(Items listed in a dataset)

::::::::

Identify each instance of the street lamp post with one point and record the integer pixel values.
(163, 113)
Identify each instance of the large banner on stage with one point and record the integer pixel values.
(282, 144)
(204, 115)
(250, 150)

::::::::

→ **Stated task**: Can you write out every line of the listing again, requests included, and shift each coordinate value in the answers up by 10?

→ **Solution for this task**:
Identify each instance of the street lamp post with one point and record the integer pixel values.
(173, 123)
Identify each instance of the large banner on stage with one point and record the integer pixel values.
(292, 154)
(214, 125)
(260, 160)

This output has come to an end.